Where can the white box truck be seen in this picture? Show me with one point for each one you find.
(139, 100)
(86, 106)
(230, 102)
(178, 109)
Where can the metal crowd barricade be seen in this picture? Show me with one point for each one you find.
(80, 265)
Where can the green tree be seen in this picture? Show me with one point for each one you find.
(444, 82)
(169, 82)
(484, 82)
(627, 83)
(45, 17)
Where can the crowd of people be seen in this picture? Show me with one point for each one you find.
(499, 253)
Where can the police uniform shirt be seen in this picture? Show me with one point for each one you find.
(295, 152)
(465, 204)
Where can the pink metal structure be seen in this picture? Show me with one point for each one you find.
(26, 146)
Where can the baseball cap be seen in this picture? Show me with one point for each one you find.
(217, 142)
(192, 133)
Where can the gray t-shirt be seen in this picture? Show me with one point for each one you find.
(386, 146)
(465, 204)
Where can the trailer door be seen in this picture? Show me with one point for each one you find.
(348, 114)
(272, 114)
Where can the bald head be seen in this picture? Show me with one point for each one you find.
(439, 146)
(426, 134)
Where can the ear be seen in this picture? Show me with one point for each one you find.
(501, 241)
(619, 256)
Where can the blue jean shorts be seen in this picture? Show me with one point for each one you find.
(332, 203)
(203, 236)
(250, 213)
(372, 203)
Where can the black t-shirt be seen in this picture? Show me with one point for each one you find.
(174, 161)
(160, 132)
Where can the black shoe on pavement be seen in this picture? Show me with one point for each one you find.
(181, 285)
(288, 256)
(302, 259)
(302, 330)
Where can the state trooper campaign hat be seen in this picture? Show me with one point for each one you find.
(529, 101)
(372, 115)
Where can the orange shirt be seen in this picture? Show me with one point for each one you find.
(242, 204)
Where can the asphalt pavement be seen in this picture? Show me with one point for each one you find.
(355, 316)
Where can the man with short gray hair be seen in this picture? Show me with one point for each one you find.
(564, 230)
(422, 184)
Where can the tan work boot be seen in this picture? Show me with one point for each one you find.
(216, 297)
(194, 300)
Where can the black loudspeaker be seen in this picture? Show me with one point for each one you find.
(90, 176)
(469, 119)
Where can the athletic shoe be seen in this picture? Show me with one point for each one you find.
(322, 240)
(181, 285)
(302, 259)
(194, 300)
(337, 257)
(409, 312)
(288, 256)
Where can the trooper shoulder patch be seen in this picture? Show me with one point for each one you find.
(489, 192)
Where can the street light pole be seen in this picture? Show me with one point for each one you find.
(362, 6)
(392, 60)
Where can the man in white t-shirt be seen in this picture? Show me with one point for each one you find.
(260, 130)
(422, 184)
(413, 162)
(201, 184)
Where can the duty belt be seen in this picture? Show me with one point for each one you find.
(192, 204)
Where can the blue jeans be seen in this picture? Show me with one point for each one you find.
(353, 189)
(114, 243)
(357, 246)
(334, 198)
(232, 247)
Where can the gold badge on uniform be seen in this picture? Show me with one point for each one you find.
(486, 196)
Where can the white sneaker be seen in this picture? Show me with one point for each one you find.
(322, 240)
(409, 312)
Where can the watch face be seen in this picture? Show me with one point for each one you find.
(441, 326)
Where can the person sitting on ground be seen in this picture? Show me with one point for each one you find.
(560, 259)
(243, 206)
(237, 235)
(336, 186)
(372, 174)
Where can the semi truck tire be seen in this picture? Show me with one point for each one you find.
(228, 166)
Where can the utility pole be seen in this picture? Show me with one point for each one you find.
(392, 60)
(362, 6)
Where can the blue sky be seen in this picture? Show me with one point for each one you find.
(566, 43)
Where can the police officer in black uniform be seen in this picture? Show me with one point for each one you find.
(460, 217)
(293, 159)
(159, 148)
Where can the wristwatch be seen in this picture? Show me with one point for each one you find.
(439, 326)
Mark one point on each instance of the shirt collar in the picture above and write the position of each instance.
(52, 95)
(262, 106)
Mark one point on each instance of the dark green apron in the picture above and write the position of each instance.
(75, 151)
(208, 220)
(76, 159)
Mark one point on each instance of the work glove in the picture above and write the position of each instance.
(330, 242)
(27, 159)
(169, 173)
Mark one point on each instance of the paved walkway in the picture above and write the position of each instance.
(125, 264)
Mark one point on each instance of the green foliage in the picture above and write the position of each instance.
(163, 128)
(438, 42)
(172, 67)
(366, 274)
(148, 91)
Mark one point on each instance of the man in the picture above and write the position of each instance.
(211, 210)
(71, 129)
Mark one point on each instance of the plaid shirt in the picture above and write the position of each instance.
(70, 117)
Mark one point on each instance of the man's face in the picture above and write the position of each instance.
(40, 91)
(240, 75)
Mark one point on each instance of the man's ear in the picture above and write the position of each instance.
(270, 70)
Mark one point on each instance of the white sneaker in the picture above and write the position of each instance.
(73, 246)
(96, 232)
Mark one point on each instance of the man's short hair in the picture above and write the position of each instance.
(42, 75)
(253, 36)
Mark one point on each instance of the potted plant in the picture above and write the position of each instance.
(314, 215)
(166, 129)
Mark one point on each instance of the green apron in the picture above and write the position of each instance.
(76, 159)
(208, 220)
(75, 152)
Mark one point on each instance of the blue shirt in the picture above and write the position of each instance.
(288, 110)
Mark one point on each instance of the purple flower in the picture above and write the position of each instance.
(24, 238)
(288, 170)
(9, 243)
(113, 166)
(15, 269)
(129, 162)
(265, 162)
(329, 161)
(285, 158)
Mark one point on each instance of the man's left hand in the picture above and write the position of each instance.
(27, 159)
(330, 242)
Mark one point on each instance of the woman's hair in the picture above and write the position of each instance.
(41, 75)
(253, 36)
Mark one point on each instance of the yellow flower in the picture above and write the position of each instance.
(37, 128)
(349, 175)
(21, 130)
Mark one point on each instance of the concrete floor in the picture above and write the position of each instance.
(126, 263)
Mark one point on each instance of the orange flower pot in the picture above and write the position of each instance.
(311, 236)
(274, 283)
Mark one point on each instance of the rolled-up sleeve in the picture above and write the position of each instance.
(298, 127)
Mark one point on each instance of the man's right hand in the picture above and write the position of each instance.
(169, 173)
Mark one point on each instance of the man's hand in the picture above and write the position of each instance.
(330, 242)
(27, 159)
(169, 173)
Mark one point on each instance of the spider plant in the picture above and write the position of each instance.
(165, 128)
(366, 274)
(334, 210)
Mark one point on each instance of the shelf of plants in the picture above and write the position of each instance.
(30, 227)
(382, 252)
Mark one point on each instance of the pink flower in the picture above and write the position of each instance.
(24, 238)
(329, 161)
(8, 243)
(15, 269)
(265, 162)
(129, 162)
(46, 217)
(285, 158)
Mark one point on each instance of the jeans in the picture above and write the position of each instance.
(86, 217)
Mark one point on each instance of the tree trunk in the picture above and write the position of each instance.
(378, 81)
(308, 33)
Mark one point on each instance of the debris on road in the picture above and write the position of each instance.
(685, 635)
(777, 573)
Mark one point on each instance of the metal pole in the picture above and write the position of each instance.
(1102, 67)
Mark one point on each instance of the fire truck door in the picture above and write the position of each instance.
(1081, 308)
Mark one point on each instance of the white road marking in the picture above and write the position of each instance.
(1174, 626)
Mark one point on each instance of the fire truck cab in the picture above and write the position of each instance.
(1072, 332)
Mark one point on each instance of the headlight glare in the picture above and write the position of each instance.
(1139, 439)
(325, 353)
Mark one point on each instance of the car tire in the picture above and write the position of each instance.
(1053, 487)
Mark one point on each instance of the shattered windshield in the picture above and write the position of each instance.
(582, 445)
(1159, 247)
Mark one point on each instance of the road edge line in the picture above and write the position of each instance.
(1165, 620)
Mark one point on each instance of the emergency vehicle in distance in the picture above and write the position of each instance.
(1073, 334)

———

• YOUR OBJECTIVE
Every line of the data above is to be repeated exactly.

• RESPONSE BELOW
Where can the white box truck be seen in this picture? Show me with one point for each one you find.
(139, 100)
(86, 106)
(230, 102)
(178, 109)
Where can the metal crowd barricade be seen in this picture? Show me with one point for each one you find.
(80, 265)
Where can the green tree be seen in this picture? Show me with one point for each one you find.
(444, 82)
(169, 82)
(484, 82)
(627, 83)
(45, 17)
Where can the crowd of people be seen in this picture? Show me with one point for each one you find.
(499, 253)
Where can the police uniform shirt be seen in this picture? Show me with one point for each one you find.
(295, 152)
(465, 204)
Where can the pink metal structure be seen in this picture? Show me with one point for each one you find.
(26, 146)
Where can the baseball cap be seen in this picture? Show me with one point for each one you find.
(217, 142)
(192, 133)
Where can the gray t-shirt be seen in this picture? Show me with one point for each one you find.
(386, 146)
(465, 204)
Where can the trailer door be seen in this picture? Show me with one point for each one you find.
(348, 114)
(272, 114)
Where can the bald head be seen in this picture? Show me with one point for each one you find.
(439, 146)
(426, 134)
Where can the ear be seen in this picture? Show me with one point for each one you find.
(501, 241)
(619, 256)
Where can the blue jean shorts be seen in this picture? Show me with one point for each one you find.
(332, 203)
(203, 236)
(250, 213)
(372, 203)
Where can the black t-shirt be seen in this picture? Show me with one point for each one you find.
(174, 161)
(160, 132)
Where can the black shoe on pavement be seen in this picture? Show me with one point for each one you find.
(181, 285)
(288, 256)
(302, 259)
(302, 330)
Where can the state trooper campaign hat be seen in this picture? Show me with one point for each one you find.
(529, 101)
(372, 115)
Where can the orange shirt be seen in this picture? Show me with one point for each one you find.
(242, 204)
Where can the asphalt pavement be seen in this picture? Show me with one point for each one you find.
(355, 316)
Where can the man with short gray hair be seen in this picture? Show me with one point for each one you find.
(564, 230)
(422, 184)
Where can the tan work boot be seen in this picture? Show me with one point for each one you find.
(216, 297)
(194, 300)
Where can the black loudspeaker be seen in this picture? Show me with one point for each one you find.
(90, 176)
(469, 119)
Where can the athletic shoe be seen in this picture? Show me with one point for each one you find.
(322, 240)
(181, 285)
(302, 259)
(194, 300)
(337, 257)
(409, 312)
(288, 256)
Where can the trooper shoulder patch be seen in this picture? Show me with one point for each one you find.
(489, 192)
Where can the street light pole be seen in this picture? Show me with one point for each one you find.
(362, 6)
(392, 60)
Where can the man in white t-shirt be seen in this picture? Show me with one point for each one you find.
(260, 130)
(422, 184)
(413, 162)
(201, 184)
Where can the duty belt be seen in this picture? Show me with one point for each one you find.
(192, 204)
Where can the blue jeans be seen in this picture? Show me with one point for each one you find.
(353, 189)
(114, 243)
(357, 246)
(334, 198)
(232, 247)
Where can the gold badge on uniform be seen in this picture? Show me with one point for each one you find.
(486, 196)
Where can the white sneaker be seen in this picture? Show me with one point for each one you find.
(322, 240)
(409, 312)
Where can the watch face be seen in this picture? Show me with one point for each one you find.
(441, 326)
Where can the person sitting on ground be seen in this picture? Show me with one point for each one you find.
(560, 259)
(243, 206)
(237, 235)
(336, 186)
(372, 174)
Where can the semi truck tire be seen in this picture? Show me with one point for each one you find.
(228, 166)
Where can the utility pole be seen in this picture? Show me with one point for each one you find.
(392, 60)
(362, 6)
Where can the blue sky be seen in this picture? Show me with one point for each one you find.
(566, 43)
Where can the police officer in black uniform be seen in this picture? Show me with one point for each one you find.
(460, 217)
(293, 159)
(159, 148)
Where can the wristwatch be seen in this picture? Show me with one point for each one you find.
(439, 326)
Mark one point on each instance of the shirt collar in the picture above and write the position of each instance.
(52, 95)
(262, 106)
Mark one point on each instance of the dark green apron in the picture above and write the position of each instance.
(75, 151)
(208, 220)
(76, 159)
Mark one point on each instance of the work glove in the picture above and write the position of each instance.
(330, 242)
(27, 159)
(169, 173)
Mark one point on each instance of the paved walkway in the picture above and write the position of each instance.
(125, 264)
Mark one point on each instance of the green foliage in the picture above and write the position of each instance.
(163, 128)
(438, 42)
(172, 67)
(366, 274)
(148, 91)
Mark one point on each instance of the man in the picture above and write the position of each instance.
(211, 210)
(71, 129)
Mark one point on each instance of the plaid shirt in the picture above and write the position of each instance.
(70, 117)
Mark one point on each instance of the man's face in the picture above and write the position of each instance.
(40, 91)
(240, 75)
Mark one point on each instance of the man's ear in the picture above and write the position of each instance.
(270, 70)
Mark one point on each instance of the white sneaker in the picture above and write the position of each instance.
(73, 246)
(96, 232)
Mark one point on each instance of the man's short hair in the picture above and write the position of each instance.
(42, 75)
(253, 36)
Mark one point on each instance of the potted plant in the picture above and write the position of each instance.
(314, 215)
(166, 129)
Mark one point on each instance of the green apron in the picture above and write the position of each instance.
(76, 159)
(208, 220)
(75, 152)
Mark one point on each instance of the blue shirt in the picture above and write the position of each instance.
(288, 110)
Mark one point on each instance of the purple flower in the picture above and write the position of each instance.
(24, 238)
(288, 170)
(9, 243)
(113, 166)
(15, 269)
(129, 162)
(265, 162)
(329, 161)
(285, 158)
Mark one point on each instance of the man's left hand in the picture above and write the position of each instance.
(27, 159)
(330, 242)
Mark one point on each instance of the woman's hair in the picture above and write the position of each instance.
(41, 75)
(253, 36)
Mark one point on each instance of the yellow flower in the picture above and write the position of each instance.
(37, 128)
(349, 175)
(21, 130)
Mark one point on each instance of the concrete floor in the picture above and write the position of each instance.
(126, 263)
Mark one point on each instance of the orange flower pot in the picture above and write the position of each instance.
(311, 236)
(274, 283)
Mark one point on each instance of the rolled-up sleeve in the picture above and write the position of each instance.
(298, 127)
Mark one point on each instance of the man's right hand in the picture above and write the position of each instance.
(169, 173)
Mark one point on each instance of the man's hand in the picture above and write the position of each instance.
(330, 242)
(27, 159)
(169, 173)
Mark one point on each instance of the spider plant in the picture above and write the position of each instance.
(165, 128)
(366, 274)
(334, 210)
Mark one point on each instance of the shelf of plants in the picture above and write the position of each instance.
(30, 227)
(382, 252)
Mark one point on each instance of the pink flower in the picture above and write the position of each instance.
(24, 238)
(329, 161)
(8, 243)
(15, 269)
(265, 162)
(129, 162)
(46, 217)
(285, 158)
Mark one point on each instance of the jeans in the picture above and write the position of each instance.
(86, 217)
Mark one point on each instance of the tree trunk in the picture above and write the position of each instance.
(378, 81)
(308, 33)
Mark one point on each instance of the debris on road in the picture above and write the position of each instance.
(685, 635)
(777, 573)
Mark one point on each instance of the metal pole in the picture above and write the position of each instance.
(1102, 67)
Mark one point on each instance of the fire truck door in the picture above and write the position of each instance.
(1081, 308)
Mark one point on each instance of the white road marking in the picture above and write the position of each instance.
(1174, 626)
Mark one point on each instance of the fire truck cab in the picture above and write the position of each instance.
(1072, 332)
Mark one point on each instance of the headlight glare in the picture above and write the position of each instance.
(1139, 439)
(325, 353)
Mark one point on each instance of the car tire in the picture above and write the position of each instance.
(1053, 487)
Mark one point on each instance of the shattered windshield in the picture above and write the position of each instance.
(582, 445)
(1159, 247)
Mark one point on each instance of the road edge line in the picture above and write the position of each instance.
(1165, 620)
Mark one point on each instance of the emergency vehicle in distance in the picture above and write the position of each instance.
(1073, 334)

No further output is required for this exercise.